- **Reading passage**:
How I Killed A Startup In 4 Hours (And Why I Don’t Regret It) - samx18
http://techcrunch.com/2014/04/28/how-i-killed-a-startup-in-4-hours-and-why-i-dont-regret-it/

======
anigbrowl
Regular HN readers will know I often play Devil's Advocate for the existing
copyright/content model - because I think a lot of HNers have a poor
understanding of the economics of creation and publishing. And yet I think
Personalpaper.me is a fine idea and that Milo Yiannopoulis is full of it.

 _You’ve probably spotted the problem already: personalpaper.me represents
copyright infringement, unauthorised republication and . In other words, its
entire business model is predicated on theft._

Wrong on every count. If users submit text to the site, that's very different
from personalpaper.me pre-emptively scraping it and then offering that to the
user as if it were their own. The fact that the transaction is user-initiated
is key. It could be a problem if personalpaper.me started pre-emptively
fetching articles based on the user's past preferences, eg scraping all
editorials published by the _New York Times_ each week because a user had
submitted a week's worth of editorials previously. But that doesn't seem to be
the case.

- **Data lines**:
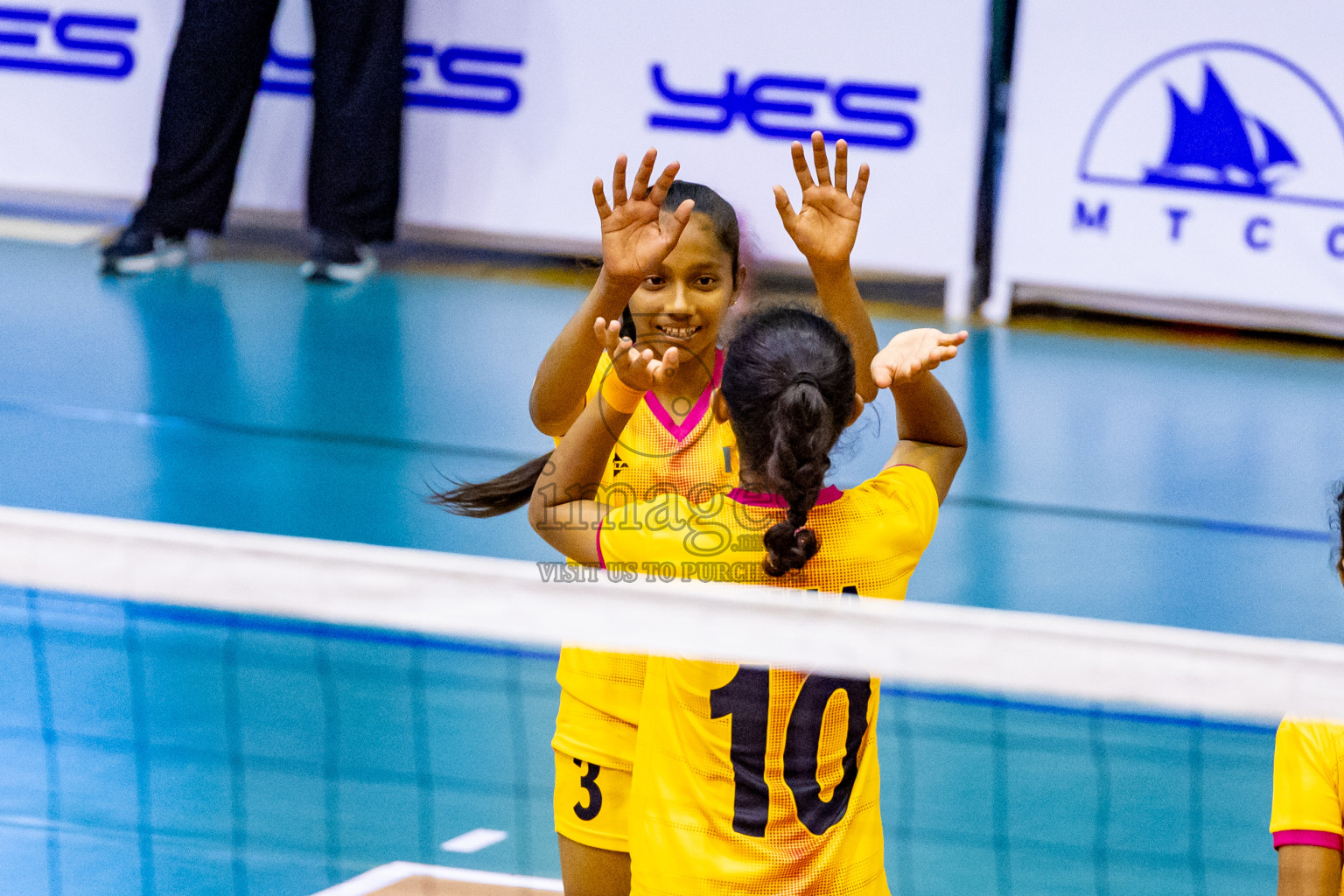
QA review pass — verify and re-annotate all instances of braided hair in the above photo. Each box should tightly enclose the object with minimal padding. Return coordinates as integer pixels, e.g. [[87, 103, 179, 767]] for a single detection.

- **Challenge**: In the forum comment, what role does the commenter say they often play for the existing copyright/content model? The listing has no connection to the forum comment.

- **Output for this task**: Devil's Advocate.